**TASK BRIEF**
From first line to last, retype the data exactly.

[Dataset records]
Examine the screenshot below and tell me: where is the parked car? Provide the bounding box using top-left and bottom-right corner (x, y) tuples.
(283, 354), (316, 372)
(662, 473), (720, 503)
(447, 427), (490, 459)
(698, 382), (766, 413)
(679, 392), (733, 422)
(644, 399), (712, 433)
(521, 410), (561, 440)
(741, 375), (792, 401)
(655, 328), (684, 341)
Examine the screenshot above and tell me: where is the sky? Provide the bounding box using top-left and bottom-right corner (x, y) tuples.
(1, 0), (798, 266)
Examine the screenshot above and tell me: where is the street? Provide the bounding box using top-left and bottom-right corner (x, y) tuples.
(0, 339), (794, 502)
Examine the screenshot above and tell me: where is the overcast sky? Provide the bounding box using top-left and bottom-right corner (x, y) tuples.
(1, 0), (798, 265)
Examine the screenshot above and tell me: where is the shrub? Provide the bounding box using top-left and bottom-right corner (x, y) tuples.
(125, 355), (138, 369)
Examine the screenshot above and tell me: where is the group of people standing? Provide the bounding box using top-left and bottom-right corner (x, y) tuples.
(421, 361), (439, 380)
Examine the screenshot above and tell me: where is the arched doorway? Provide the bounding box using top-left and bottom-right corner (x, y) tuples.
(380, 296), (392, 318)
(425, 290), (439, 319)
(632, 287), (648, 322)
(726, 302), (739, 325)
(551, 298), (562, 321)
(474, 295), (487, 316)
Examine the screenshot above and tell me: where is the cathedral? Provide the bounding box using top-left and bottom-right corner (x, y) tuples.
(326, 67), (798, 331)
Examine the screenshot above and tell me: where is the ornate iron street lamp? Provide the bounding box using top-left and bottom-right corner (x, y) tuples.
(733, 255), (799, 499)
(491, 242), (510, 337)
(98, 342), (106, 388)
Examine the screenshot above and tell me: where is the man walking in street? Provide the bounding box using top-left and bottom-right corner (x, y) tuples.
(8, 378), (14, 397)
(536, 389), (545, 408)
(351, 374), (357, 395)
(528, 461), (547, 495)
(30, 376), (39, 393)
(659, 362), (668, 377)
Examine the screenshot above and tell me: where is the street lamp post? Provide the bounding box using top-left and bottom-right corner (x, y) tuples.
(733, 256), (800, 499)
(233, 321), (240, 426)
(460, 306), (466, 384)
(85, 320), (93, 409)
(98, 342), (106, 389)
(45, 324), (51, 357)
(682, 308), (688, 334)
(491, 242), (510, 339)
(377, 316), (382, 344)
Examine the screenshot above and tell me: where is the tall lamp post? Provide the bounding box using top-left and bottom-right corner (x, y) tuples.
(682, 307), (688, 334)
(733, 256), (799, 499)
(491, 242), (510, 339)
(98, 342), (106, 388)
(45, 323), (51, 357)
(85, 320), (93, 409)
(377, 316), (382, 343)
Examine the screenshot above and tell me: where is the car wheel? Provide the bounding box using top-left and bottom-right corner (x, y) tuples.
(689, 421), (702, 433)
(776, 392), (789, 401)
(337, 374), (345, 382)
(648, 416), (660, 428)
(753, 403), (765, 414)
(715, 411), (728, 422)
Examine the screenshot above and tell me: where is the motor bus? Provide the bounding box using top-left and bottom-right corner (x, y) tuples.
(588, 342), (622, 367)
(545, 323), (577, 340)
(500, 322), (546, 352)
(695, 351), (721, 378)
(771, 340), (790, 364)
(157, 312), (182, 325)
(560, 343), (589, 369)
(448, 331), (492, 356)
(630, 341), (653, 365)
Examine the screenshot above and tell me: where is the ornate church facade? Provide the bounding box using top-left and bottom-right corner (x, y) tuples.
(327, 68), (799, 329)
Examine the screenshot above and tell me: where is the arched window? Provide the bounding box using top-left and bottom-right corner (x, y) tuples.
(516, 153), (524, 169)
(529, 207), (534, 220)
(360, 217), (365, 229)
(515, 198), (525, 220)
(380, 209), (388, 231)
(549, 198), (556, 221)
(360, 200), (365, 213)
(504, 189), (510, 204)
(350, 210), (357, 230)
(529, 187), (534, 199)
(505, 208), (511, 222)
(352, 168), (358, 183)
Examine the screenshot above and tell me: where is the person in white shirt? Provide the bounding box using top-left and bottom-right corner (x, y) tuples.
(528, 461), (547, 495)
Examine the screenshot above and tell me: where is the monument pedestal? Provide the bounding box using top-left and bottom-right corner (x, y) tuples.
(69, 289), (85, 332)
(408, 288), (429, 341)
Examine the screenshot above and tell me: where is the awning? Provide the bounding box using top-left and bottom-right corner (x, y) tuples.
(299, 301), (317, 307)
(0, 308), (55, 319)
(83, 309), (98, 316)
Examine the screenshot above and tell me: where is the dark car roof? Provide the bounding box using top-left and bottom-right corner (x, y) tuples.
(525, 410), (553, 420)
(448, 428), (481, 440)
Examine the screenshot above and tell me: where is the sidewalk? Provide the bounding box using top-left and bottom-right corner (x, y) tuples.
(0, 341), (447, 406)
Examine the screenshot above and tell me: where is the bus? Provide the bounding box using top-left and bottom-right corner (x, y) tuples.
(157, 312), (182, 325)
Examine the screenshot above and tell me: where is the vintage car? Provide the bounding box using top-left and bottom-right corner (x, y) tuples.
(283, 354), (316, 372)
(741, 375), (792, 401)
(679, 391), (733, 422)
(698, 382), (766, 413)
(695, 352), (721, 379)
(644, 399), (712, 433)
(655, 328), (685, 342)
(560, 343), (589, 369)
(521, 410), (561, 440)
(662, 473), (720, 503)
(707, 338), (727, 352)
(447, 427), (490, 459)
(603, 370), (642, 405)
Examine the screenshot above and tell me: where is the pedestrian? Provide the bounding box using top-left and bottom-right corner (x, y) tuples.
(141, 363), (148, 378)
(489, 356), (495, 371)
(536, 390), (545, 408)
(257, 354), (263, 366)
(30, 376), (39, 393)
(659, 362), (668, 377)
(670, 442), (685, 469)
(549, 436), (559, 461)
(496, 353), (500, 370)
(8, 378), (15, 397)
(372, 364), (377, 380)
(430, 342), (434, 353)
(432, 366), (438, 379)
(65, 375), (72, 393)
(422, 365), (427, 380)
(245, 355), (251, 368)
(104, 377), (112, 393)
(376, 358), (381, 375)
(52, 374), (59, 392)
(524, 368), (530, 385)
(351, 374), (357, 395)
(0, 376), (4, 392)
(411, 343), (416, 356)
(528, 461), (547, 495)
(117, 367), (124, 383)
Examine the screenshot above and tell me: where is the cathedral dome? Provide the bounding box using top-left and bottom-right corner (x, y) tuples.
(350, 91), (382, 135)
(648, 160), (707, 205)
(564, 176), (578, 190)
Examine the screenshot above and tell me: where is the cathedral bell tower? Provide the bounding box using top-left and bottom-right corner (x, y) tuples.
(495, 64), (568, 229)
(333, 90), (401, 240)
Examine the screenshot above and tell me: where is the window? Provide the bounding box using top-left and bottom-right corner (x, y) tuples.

**RESULT FOR THIS EXERCISE**
Examine the screenshot below and tell me: where is the parked car? Provide the bounding box using top-left and bottom-right corner (x, y) tuples.
(283, 354), (316, 372)
(662, 473), (720, 503)
(447, 427), (490, 459)
(698, 382), (766, 413)
(679, 392), (733, 422)
(644, 399), (712, 433)
(521, 410), (561, 440)
(741, 375), (792, 401)
(655, 328), (684, 341)
Examine the screenshot above and tell me: where is the sky? Provide the bounding box using top-left and bottom-right corner (x, y) tuples.
(1, 0), (798, 266)
Examine the screenshot above and tell me: where is the street? Provide the bounding box using top-left and bottom-right corner (x, y) tuples.
(0, 339), (794, 502)
Examine the screenshot above and tell me: where is the overcast sky? Provide the bounding box using top-left and bottom-right corner (x, y) tuples.
(1, 0), (798, 265)
Examine the screenshot above and tell me: where is the shrub? Provide the bounding box using top-left and bottom-right corner (x, y) tuples.
(125, 355), (138, 369)
Examine the screenshot above and tell me: where is the group of people standing? Provide the bounding box using top-left and bottom-right corner (x, y) tuples.
(421, 361), (439, 380)
Examine the screenshot above and tell me: where is the arched doorway? Provide the bounding box using top-left and bottom-right corner (x, y) tuples.
(380, 296), (392, 318)
(425, 290), (439, 319)
(632, 287), (648, 322)
(726, 302), (739, 325)
(551, 298), (562, 321)
(474, 295), (487, 316)
Examine the screenshot above and tell me: where is the cathedral? Provide the bounding box using top-left and bottom-right corner (x, y) tuples.
(326, 67), (798, 331)
Examine the screenshot above and tell me: where is the ornate iron street lamp? Provide the bounding box using top-left and bottom-right corner (x, y) tuples.
(733, 255), (799, 499)
(491, 242), (510, 337)
(98, 342), (106, 388)
Examine the screenshot above and tell me: where is the man walking in street? Provide the bounding box using top-left and bottom-right corner (x, y) tuples.
(8, 378), (14, 397)
(536, 389), (545, 408)
(351, 374), (357, 395)
(528, 461), (547, 495)
(30, 376), (39, 393)
(659, 362), (668, 377)
Examine the screenshot above and tell me: where is the street lamp post? Provide the bounding box using top-left and bottom-right corner (x, y) tuples.
(733, 256), (800, 499)
(233, 321), (240, 426)
(460, 306), (466, 384)
(85, 320), (93, 409)
(98, 342), (106, 389)
(45, 324), (51, 357)
(682, 308), (688, 334)
(491, 242), (510, 339)
(377, 316), (382, 344)
Examine the screenshot above and tell me: where is the tall lamp post? Provide the bounding box using top-left and bottom-right corner (x, y) tuples.
(682, 307), (688, 334)
(733, 256), (799, 499)
(491, 242), (510, 339)
(98, 342), (106, 388)
(45, 323), (51, 357)
(85, 320), (93, 409)
(377, 316), (382, 343)
Examine the screenshot above and tell me: where is the car wheel? Provide the bounding box using top-left and bottom-right corner (x, y) tuples.
(689, 421), (702, 433)
(776, 392), (789, 401)
(337, 374), (345, 382)
(648, 416), (660, 428)
(753, 403), (765, 414)
(715, 411), (728, 422)
Examine the screenshot above and tell me: where is the motor bus? Provide the bounding box using top-left and bottom-right corner (x, y) tuples.
(588, 342), (622, 367)
(545, 323), (577, 340)
(500, 322), (546, 352)
(695, 351), (721, 378)
(771, 340), (790, 364)
(157, 312), (182, 325)
(560, 343), (589, 369)
(448, 331), (492, 356)
(630, 341), (653, 365)
Examine the screenshot above and tell me: where is the ornate church facade? Provide the bounding box using top-left and bottom-right corner (x, y) tuples.
(327, 68), (799, 329)
Examine the screenshot above and tell me: where is the arched window? Provide the bounding box using top-left and bottom-right corner (x, y) tuples.
(516, 153), (524, 169)
(529, 207), (534, 220)
(360, 217), (365, 229)
(515, 198), (525, 220)
(380, 209), (388, 231)
(549, 198), (556, 221)
(360, 200), (365, 213)
(504, 189), (510, 204)
(350, 210), (357, 230)
(529, 187), (534, 199)
(505, 208), (511, 222)
(352, 168), (358, 183)
Examine the screenshot above and tell me: where is the person in white shirt? Provide the bounding box using top-left and bottom-right corner (x, y) tuples.
(528, 461), (547, 495)
Examine the screenshot above and tell me: where is the monument pedestal? Provide the bounding box using top-left and bottom-right corner (x, y) tuples.
(69, 289), (85, 332)
(408, 288), (429, 341)
Examine the screenshot above and tell me: where is the awning? Provide the bounding box using top-left and bottom-right corner (x, y) tuples.
(299, 301), (317, 307)
(0, 308), (55, 319)
(83, 309), (98, 316)
Examine the screenshot above and tell me: where is the dark car roof? Provide the bounding box using top-left and bottom-right corner (x, y) tuples.
(525, 410), (553, 420)
(448, 428), (481, 440)
Examine the screenshot above and tell me: where is the sidewalk? Provide the bounding box using top-left and bottom-right corner (x, y) tuples.
(0, 341), (447, 406)
Examine the screenshot above and tell me: where is the bus? Provide the bounding box using top-left and bottom-right corner (x, y) tuples.
(157, 312), (182, 325)
Examine the screenshot above and tell me: where is the vintage car? Provide the bounding box using top-left and bottom-right corner (x, y) tuples.
(283, 354), (316, 372)
(741, 375), (792, 401)
(679, 391), (733, 422)
(698, 382), (766, 413)
(695, 352), (721, 379)
(644, 399), (712, 433)
(655, 328), (685, 342)
(560, 343), (589, 369)
(521, 410), (561, 440)
(662, 473), (720, 503)
(707, 338), (727, 352)
(447, 427), (490, 459)
(603, 370), (642, 405)
Examine the screenshot above and tell me: where is the pedestrian? Provide the bounding box using top-left and bottom-right corner (x, y) tuples.
(141, 363), (148, 378)
(489, 356), (495, 371)
(536, 390), (545, 408)
(257, 354), (263, 366)
(30, 376), (39, 393)
(659, 362), (668, 377)
(670, 442), (685, 469)
(549, 436), (559, 461)
(496, 353), (500, 370)
(8, 378), (15, 397)
(372, 364), (377, 380)
(430, 342), (434, 353)
(432, 366), (438, 379)
(65, 375), (72, 393)
(422, 365), (427, 380)
(245, 355), (251, 368)
(104, 377), (112, 393)
(376, 358), (381, 375)
(52, 374), (59, 392)
(524, 368), (530, 385)
(351, 374), (357, 395)
(0, 376), (4, 392)
(411, 343), (416, 356)
(528, 461), (547, 495)
(117, 367), (124, 383)
Examine the screenshot above and tell me: where is the cathedral dome? Provide the bounding box using top-left and bottom-right corner (x, y) tuples.
(350, 91), (382, 135)
(648, 160), (707, 205)
(564, 176), (578, 190)
Examine the screenshot above and tell me: where is the cathedral bell tower? Provide the bounding box using top-left and bottom-right corner (x, y) tuples.
(495, 64), (568, 229)
(333, 90), (401, 240)
Examine the screenshot above and tell me: where is the window? Provide the bounding box using top-left and bottom-right corner (x, y) tuples.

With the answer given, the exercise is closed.